● WRITTEN PROBLEM 1
Translate this sentence from the commuting diary into Spanish: "Always lock through the frame, and a solid object if possible."
● WRITTEN PROBLEM 2
Summarize the commuting diary in two sentences.
● WRITTEN PROBLEM 3
Reproduce the passage of the commuting diary between "November 30th –" and "I left work.", inclusive.

● SOURCE TEXT
------

December 3rd – A grainy, long-distance shot across Moor Street Station in a rain shower. I noticed this cautionary warning in the bike shed between platforms 2 and 3. Some careless cyclist – perhaps in a hurry – has locked their bike up by the front wheel. A thief has come along, and just opened the quick release, left the wheel locked to the stand, and made of with the rest of the bike. They may even have nicked a front wheel from an adjacent bike to replace it. Bastards.

If you’re locking your bike up, use 2 or more locks with the ‘Solid Secure’ rating. Use different technologies – one chain and one D lock, for example. Thieves rarely come tooled up to deal with both. Always lock through the frame, and a solid object if possible. 

Bike thieves a the lowest of the low. Don’t make it easy for them.

November 30th – When you have to be home for something important., that’s when fate trips you up. I was dashing home. I left work at 3:50pm, and the trains I would have caught from Tyseley or Acocks Green were all cancelled due to London Midland’s ongoing staff crisis. Catching a train at Spring Road, I managed to get to New Street in time to catch the Walsall train. When that turned up ten minutes late, it was only two carriages. With other service cancellations, there was no way I’d get on, and the crush I witnessed on the platform was nasty and dangerous. I opted to try for a Lichfield bound service, but they were all similarly stricken or curtailed. After 30 minutes of faff at New Street, I got a train to Four Oaks, and cycled home from there. After a freezing, tired ride, I arrived home at 6:40pm – nearly three hours after I left work.

The local train service operated by London Midland is crippled by bad man-management and operational difficulties. I could have cycled the distance in a third of the time, and wished I had. I’m seriously considering dumping the trains for Birmingham journeys. The farce that is the cancellation of services due to staff losses and mismanagement is harming the reputation of the service, and resulting in huge crowds of frustrated passengers at New Street. Quite how bad this will get with the Christmas crowds is causing me a great deal of concern. Awful.

November 29th – Walsall Station is an odd, ugly place. The original, stunning and imperious victorian station was demolished in the 1970s and the current concrete and steel afterthought bolted into the then new Saddlers Centre shopping mall. Partially in a tunnel, visually the external aspect is very busy and jarrs the eye. To use, it’s grey, dingy and unpleasant, full of dark spots and blind corners, which multiply and threatenn at night.

------

● RAW DATA

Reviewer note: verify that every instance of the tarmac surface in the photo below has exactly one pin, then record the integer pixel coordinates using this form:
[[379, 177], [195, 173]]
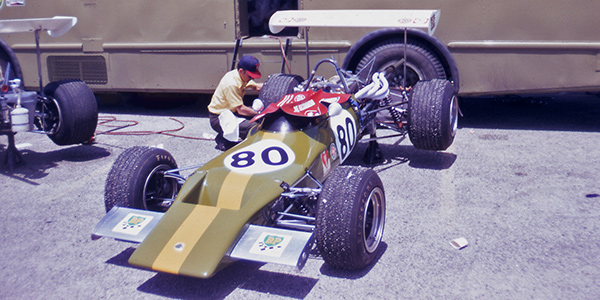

------

● WRITTEN RESPONSE 1
Pasa siempre el candado por el cuadro y, si es posible, también por un objeto sólido.

● WRITTEN RESPONSE 2
At Moor Street Station, a bike locked only by its front wheel was stolen, leaving the wheel on the stand, and the diary advises using two or more "Solid Secure" locks of different types and always locking through the frame. It also recounts a November 30th trip home that took nearly three hours because of London Midland cancellations, and it calls Walsall Station an odd, ugly place that replaced a demolished Victorian station.

● WRITTEN RESPONSE 3
November 30th – When you have to be home for something important., that’s when fate trips you up. I was dashing home. I left work at 3:50pm, and the trains I would have caught from Tyseley or Acocks Green were all cancelled due to London Midland’s ongoing staff crisis. Catching a train at Spring Road, I managed to get to New Street in time to catch the Walsall train. When that turned up ten minutes late, it was only two carriages. With other service cancellations, there was no way I’d get on, and the crush I witnessed on the platform was nasty and dangerous. I opted to try for a Lichfield bound service, but they were all similarly stricken or curtailed. After 30 minutes of faff at New Street, I got a train to Four Oaks, and cycled home from there. After a freezing, tired ride, I arrived home at 6:40pm – nearly three hours after I left work.